# EXERCISE BRIEF
Reproduce, with no alteration, the span of lines that begins at the line containing "target: blue ink signature" and ends at the last line of the records, both ends included, and nothing else.
------
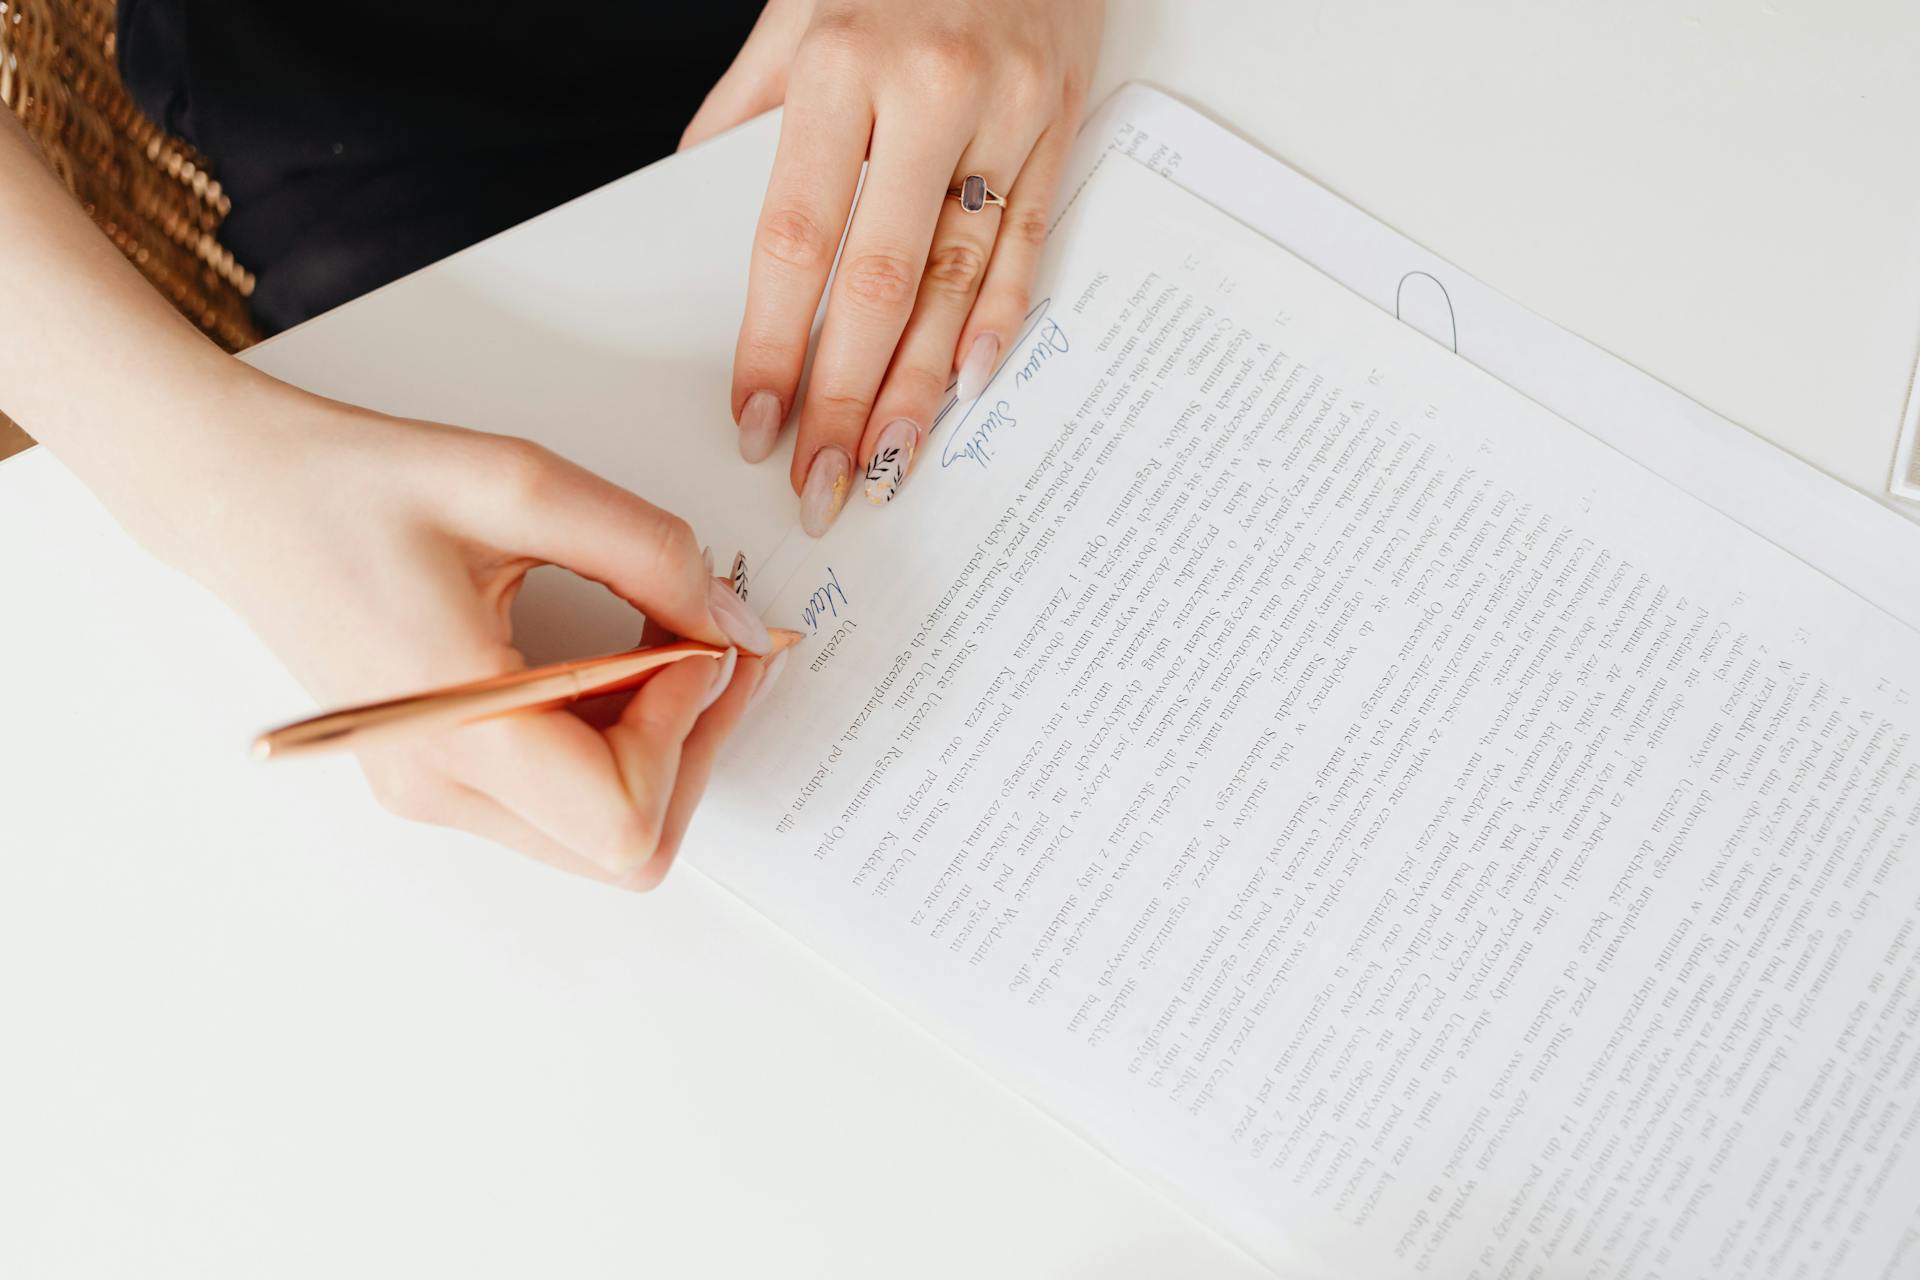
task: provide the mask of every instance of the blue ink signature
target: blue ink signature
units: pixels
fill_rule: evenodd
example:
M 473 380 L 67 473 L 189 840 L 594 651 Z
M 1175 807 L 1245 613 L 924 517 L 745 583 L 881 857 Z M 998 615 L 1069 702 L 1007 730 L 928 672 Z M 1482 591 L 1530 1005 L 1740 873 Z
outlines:
M 807 624 L 809 635 L 820 634 L 820 620 L 825 617 L 839 617 L 840 606 L 847 602 L 846 588 L 840 585 L 840 575 L 827 566 L 827 580 L 813 589 L 807 597 L 807 603 L 800 610 L 800 617 Z
M 1016 427 L 1019 418 L 1014 416 L 1013 403 L 1010 400 L 989 398 L 995 384 L 1009 375 L 1013 378 L 1013 390 L 1018 391 L 1047 367 L 1055 356 L 1063 356 L 1072 344 L 1067 340 L 1067 331 L 1060 327 L 1058 320 L 1049 319 L 1047 308 L 1053 305 L 1052 298 L 1041 299 L 1039 305 L 1027 313 L 1027 321 L 1020 331 L 1020 338 L 1013 344 L 1015 354 L 1002 364 L 987 382 L 979 397 L 962 403 L 950 400 L 933 419 L 933 430 L 939 431 L 950 415 L 958 415 L 953 424 L 953 432 L 940 448 L 940 466 L 951 467 L 963 458 L 975 465 L 985 467 L 993 461 L 993 437 L 1002 430 Z M 1026 358 L 1019 356 L 1024 348 Z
------
# SOLUTION TO THIS EXERCISE
target: blue ink signature
units: pixels
fill_rule: evenodd
example:
M 473 380 L 67 473 L 189 840 L 594 651 Z
M 1175 807 L 1245 613 L 924 517 L 745 583 L 881 857 Z M 998 615 L 1069 702 L 1007 730 L 928 672 Z M 1482 591 L 1530 1005 L 1740 873 Z
outlines:
M 807 624 L 809 635 L 820 634 L 820 620 L 825 617 L 839 617 L 840 606 L 847 602 L 846 588 L 840 585 L 840 575 L 827 566 L 827 580 L 813 589 L 807 597 L 807 603 L 800 610 L 800 617 Z
M 1016 427 L 1019 418 L 1014 416 L 1013 403 L 1010 400 L 989 398 L 995 384 L 1009 375 L 1013 378 L 1013 390 L 1018 391 L 1047 367 L 1055 356 L 1063 356 L 1072 344 L 1067 340 L 1067 331 L 1060 327 L 1058 320 L 1049 319 L 1047 308 L 1053 305 L 1052 298 L 1041 299 L 1039 305 L 1027 313 L 1027 321 L 1020 331 L 1020 338 L 1013 344 L 1015 354 L 1002 364 L 987 382 L 979 397 L 962 403 L 950 400 L 933 419 L 933 430 L 939 431 L 950 415 L 958 415 L 953 424 L 953 432 L 940 448 L 940 466 L 951 467 L 963 458 L 975 465 L 985 467 L 993 461 L 993 437 L 1002 430 Z M 1026 358 L 1019 356 L 1024 348 Z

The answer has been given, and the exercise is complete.